Work request →
Search the records for "nose" and copy each line that holds it.

Referring expression grounding data →
---+---
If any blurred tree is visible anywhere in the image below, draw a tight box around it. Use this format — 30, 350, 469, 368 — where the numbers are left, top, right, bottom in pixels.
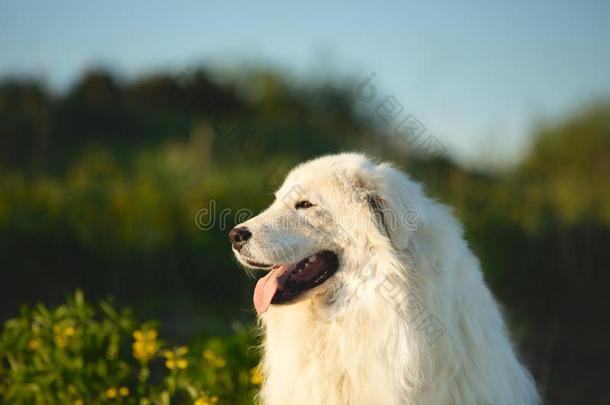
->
519, 103, 610, 226
0, 80, 51, 170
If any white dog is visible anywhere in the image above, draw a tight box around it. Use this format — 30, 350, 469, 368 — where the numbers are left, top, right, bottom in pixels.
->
230, 153, 538, 405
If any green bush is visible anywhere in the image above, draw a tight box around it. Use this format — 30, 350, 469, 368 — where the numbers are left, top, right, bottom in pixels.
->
0, 291, 262, 404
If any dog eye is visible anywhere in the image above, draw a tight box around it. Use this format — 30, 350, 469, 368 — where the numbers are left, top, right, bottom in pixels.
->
295, 200, 314, 209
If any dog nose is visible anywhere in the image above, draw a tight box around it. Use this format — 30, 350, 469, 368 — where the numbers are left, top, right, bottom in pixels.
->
229, 226, 252, 250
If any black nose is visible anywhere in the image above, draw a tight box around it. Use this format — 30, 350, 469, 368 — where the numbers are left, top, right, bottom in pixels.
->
229, 226, 251, 250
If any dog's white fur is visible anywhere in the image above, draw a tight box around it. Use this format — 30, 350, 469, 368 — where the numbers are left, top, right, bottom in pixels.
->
233, 153, 538, 405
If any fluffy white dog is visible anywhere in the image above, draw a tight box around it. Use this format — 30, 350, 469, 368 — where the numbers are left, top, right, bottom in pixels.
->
229, 153, 538, 405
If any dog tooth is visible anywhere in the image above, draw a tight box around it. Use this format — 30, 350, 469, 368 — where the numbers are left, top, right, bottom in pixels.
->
308, 255, 317, 262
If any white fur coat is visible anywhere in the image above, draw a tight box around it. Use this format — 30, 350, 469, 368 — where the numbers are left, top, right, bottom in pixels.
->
233, 153, 538, 405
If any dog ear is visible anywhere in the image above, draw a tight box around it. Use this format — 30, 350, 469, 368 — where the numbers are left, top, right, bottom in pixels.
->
366, 193, 393, 241
361, 163, 426, 250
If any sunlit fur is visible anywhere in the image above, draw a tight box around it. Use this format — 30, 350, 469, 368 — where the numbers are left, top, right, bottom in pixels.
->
233, 153, 539, 405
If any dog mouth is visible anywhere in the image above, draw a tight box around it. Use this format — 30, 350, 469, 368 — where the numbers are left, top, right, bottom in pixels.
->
246, 259, 274, 269
251, 250, 339, 314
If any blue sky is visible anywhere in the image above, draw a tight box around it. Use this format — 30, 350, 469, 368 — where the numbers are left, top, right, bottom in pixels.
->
1, 0, 609, 168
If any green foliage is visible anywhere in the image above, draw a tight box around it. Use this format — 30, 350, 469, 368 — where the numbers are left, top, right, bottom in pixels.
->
517, 103, 610, 225
0, 291, 261, 404
0, 67, 609, 403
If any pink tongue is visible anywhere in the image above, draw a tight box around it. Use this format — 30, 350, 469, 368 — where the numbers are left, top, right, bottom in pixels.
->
---+---
Answer to this task →
If any dog nose is visible anywhere in the image above, draw a tight box around it. Use this format — 30, 350, 469, 368 — where the numbers are left, top, right, bottom in pixels.
If any black nose is visible anywhere in the image above, draw a tight box around it. Use this format — 30, 350, 469, 368 — where the numbers are left, top, right, bottom in pixels.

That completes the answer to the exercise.